■ **GIVEN EXERCISE**:
Rewrite the items from the line containing "Locate the haze" through the end of the items, changing "dirt path" to "gravel path" and leaving everything else unchanged.

■ **INFORMATION SUPPLIED**:
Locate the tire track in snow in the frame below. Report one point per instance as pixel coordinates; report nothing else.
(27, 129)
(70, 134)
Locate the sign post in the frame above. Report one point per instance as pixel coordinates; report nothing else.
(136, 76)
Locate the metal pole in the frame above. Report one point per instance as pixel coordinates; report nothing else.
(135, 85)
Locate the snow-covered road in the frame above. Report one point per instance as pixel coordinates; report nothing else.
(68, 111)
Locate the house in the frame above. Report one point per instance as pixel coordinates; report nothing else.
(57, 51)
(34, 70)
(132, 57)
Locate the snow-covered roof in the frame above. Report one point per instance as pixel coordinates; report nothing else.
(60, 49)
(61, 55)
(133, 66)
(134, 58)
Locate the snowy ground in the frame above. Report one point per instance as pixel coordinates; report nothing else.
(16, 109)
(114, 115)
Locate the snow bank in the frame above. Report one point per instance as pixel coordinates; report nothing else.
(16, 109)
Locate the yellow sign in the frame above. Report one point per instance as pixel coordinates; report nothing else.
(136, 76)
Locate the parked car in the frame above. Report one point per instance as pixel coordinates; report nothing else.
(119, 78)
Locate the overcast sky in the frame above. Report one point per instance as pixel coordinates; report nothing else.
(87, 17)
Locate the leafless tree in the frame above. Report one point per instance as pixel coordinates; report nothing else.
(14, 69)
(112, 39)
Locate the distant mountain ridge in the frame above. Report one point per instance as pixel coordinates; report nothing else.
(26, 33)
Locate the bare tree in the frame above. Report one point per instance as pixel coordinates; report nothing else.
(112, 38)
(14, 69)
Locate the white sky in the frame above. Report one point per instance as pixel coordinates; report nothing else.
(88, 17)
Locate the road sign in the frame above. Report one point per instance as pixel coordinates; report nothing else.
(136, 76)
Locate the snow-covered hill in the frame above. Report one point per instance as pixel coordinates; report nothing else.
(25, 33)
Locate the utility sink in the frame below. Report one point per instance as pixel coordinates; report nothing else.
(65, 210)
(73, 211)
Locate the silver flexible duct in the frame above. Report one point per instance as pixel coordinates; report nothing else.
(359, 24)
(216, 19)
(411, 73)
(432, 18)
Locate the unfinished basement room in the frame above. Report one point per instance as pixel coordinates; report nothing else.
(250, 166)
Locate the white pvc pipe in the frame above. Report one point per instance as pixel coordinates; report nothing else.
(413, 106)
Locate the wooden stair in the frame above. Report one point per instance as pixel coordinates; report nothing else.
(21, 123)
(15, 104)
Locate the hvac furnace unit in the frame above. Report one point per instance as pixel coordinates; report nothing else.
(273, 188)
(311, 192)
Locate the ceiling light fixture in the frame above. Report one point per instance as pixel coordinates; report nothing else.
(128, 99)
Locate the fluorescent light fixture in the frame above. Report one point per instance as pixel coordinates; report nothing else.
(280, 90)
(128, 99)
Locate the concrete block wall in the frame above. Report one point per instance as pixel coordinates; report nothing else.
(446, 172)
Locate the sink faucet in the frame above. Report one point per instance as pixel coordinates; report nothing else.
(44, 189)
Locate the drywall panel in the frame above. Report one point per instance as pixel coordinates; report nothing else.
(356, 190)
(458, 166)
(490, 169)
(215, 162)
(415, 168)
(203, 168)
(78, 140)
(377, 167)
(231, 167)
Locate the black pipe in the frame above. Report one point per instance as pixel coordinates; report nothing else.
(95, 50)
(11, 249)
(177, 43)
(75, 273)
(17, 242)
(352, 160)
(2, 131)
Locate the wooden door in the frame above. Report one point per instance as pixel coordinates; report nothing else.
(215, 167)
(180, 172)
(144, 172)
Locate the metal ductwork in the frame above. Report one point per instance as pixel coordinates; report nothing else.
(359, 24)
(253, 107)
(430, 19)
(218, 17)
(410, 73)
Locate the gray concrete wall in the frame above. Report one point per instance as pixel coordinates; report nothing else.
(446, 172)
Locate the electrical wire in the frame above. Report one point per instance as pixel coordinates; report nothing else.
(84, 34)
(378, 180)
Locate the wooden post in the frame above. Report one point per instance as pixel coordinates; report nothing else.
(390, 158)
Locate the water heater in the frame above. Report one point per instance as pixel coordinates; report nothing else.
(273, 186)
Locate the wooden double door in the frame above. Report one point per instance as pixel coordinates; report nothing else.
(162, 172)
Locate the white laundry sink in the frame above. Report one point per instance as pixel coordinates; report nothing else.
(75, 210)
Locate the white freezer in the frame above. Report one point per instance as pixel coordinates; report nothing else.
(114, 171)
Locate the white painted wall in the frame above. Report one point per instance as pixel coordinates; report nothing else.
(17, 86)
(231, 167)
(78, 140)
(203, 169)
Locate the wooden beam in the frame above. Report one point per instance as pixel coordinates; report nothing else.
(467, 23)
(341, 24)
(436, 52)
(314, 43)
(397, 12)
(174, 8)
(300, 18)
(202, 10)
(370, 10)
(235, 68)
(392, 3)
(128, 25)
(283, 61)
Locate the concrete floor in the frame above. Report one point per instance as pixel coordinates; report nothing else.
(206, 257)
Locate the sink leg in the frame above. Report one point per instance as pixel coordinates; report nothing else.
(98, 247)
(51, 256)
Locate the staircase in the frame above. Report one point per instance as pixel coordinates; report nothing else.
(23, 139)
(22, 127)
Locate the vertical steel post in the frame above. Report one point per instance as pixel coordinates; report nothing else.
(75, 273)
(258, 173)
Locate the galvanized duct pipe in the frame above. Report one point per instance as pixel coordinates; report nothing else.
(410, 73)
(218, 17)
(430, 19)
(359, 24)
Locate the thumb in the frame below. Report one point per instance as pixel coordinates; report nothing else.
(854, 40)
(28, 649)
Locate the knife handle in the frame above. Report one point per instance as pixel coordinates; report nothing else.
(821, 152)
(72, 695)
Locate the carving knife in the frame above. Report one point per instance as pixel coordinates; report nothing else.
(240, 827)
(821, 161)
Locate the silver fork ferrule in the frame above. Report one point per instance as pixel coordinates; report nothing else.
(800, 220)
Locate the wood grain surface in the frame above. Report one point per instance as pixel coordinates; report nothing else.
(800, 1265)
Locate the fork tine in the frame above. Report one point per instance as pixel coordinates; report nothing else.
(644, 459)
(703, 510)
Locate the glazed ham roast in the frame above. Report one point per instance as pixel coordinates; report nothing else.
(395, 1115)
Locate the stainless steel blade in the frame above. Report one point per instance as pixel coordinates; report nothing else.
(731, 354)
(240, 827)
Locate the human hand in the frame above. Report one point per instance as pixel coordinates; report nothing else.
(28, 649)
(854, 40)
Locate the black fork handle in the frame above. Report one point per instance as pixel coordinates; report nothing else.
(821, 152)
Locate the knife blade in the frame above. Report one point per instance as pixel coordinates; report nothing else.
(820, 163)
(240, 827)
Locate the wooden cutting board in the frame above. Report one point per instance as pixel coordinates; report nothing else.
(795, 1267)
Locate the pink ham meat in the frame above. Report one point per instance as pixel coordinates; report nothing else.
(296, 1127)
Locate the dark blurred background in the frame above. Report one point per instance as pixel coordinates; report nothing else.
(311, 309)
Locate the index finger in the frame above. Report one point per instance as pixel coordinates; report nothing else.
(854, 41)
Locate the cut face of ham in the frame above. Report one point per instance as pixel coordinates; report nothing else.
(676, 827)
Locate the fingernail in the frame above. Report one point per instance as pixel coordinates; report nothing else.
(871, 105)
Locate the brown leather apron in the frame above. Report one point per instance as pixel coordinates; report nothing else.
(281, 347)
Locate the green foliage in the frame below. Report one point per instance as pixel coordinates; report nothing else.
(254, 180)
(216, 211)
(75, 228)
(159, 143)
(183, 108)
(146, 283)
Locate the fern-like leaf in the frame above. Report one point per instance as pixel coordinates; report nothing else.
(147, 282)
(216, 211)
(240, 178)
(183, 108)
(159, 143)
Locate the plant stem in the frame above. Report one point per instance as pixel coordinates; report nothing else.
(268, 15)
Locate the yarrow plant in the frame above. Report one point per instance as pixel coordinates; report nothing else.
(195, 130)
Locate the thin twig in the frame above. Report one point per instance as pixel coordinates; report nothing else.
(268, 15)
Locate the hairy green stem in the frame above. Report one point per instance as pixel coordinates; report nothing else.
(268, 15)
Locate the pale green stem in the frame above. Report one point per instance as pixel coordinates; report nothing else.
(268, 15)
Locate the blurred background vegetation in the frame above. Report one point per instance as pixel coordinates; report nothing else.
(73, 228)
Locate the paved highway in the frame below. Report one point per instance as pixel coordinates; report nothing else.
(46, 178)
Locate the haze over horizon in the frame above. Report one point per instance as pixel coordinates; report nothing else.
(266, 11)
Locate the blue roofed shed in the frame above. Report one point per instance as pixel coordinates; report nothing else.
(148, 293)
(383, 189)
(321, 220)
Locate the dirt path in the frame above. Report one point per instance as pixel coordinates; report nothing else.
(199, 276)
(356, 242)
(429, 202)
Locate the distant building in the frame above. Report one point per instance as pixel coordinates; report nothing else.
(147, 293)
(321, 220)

■ **FULL SOLUTION**:
Locate the haze over horizon in the frame above. Report one point per instance as pixel coordinates; report nothing else.
(266, 11)
Locate the blue roofed shed in the frame above. Report one point per instance as pixel coordinates; report nothing else.
(148, 293)
(383, 189)
(321, 220)
Locate the gravel path in the frame above. Report one point per instance as pixel coordinates; report nothing else.
(199, 276)
(356, 242)
(429, 202)
Locate the distant building in the frame above. Report one point per instance as pixel coordinates; report nothing else.
(147, 293)
(321, 220)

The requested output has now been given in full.